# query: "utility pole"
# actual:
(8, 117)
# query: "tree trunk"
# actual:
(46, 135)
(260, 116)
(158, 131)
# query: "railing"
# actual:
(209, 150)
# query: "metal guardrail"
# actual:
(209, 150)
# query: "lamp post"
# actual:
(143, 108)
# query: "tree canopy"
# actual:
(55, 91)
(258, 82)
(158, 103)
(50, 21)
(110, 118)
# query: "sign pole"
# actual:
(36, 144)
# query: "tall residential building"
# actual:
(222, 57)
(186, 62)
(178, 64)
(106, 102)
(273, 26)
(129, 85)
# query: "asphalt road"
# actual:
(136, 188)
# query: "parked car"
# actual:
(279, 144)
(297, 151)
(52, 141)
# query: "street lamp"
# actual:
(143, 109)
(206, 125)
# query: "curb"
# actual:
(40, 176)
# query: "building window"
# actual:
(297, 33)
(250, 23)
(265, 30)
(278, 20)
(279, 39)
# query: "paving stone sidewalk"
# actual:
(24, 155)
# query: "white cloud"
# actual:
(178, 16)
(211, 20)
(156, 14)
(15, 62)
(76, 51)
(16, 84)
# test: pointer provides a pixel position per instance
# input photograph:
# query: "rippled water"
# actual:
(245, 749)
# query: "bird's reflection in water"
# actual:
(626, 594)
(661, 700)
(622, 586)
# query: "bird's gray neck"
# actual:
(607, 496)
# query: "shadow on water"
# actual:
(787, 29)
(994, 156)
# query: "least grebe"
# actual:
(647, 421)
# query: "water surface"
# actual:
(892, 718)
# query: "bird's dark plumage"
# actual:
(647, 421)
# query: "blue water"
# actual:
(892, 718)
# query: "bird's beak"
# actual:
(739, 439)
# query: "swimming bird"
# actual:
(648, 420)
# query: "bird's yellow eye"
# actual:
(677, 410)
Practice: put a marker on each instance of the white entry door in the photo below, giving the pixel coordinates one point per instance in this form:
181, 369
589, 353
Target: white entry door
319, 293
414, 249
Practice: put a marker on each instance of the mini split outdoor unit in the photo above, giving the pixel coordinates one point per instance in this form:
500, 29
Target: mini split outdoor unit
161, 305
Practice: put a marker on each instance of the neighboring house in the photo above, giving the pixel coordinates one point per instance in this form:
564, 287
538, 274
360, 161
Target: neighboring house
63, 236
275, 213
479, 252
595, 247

=======

- REQUIREMENT -
Copy out the lines from the line containing "Practice: put a marker on each instance of the white" to the end of the listing above, without alteration.

- WRITTEN SOLUTION -
Practice: put a marker on each instance of the white entry door in the photo below, giving the pixel coordinates one point per instance in this form:
181, 369
589, 353
Target: white entry door
319, 293
414, 249
Practice: put a marker on each instance of the mini split outdoor unit in the photo above, giving the pixel coordinates one point per instance in this form:
500, 29
Target: mini split outdoor unit
161, 305
Practice: put a marker on each instance of the neighboring house in the photo above, giving the pixel coordinates one point per instance in this form:
564, 287
538, 274
360, 161
Target: neighboring house
63, 236
275, 213
479, 252
595, 247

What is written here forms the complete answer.